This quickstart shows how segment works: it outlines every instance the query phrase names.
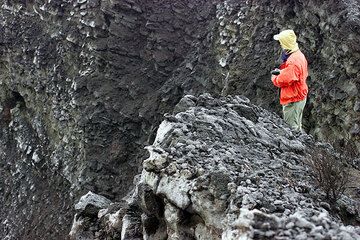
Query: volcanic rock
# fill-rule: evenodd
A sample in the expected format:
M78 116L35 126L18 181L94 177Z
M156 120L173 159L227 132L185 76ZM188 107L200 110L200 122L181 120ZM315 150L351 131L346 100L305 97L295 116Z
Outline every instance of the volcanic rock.
M176 121L161 123L147 148L150 157L128 198L122 236L360 237L359 227L344 225L321 200L324 193L310 177L309 153L327 145L292 130L245 97L186 96L176 109L183 111L173 115ZM360 203L346 196L341 201L360 220Z

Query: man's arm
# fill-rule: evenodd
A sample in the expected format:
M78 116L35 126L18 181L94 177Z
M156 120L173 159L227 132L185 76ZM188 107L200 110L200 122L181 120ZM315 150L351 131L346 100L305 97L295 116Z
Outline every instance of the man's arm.
M276 87L287 87L296 81L299 81L298 69L294 64L289 64L282 69L279 75L272 75L271 81Z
================
Print all the material above exactly, and drop the images.

## Written solution
This quickstart shows how segment works: it outlines every instance the query phrase names.
Query: volcanic rock
# fill-rule: evenodd
A sample in the expected format:
M78 116L35 126L18 181L94 177Z
M156 120L173 159L227 132L185 76ZM188 107L200 110L200 122L181 120ZM315 150L351 131L346 100L305 97L295 116Z
Outline every instance of the volcanic rock.
M176 121L161 123L147 148L150 157L128 198L122 236L360 237L359 227L344 225L321 200L324 193L310 177L309 153L327 145L292 130L245 97L186 96L176 109L183 111L173 115ZM360 203L346 196L341 201L360 220Z

Query: man's arm
# fill-rule: evenodd
A sample in the expected format:
M78 116L35 126L18 181L94 177Z
M156 120L173 159L227 132L185 76ZM188 107L200 110L200 122L181 120ZM315 150L351 131L346 100L305 97L295 116Z
Outline every instance of the man's arm.
M276 87L287 87L296 81L299 81L298 69L294 64L289 64L282 69L279 75L272 75L271 81Z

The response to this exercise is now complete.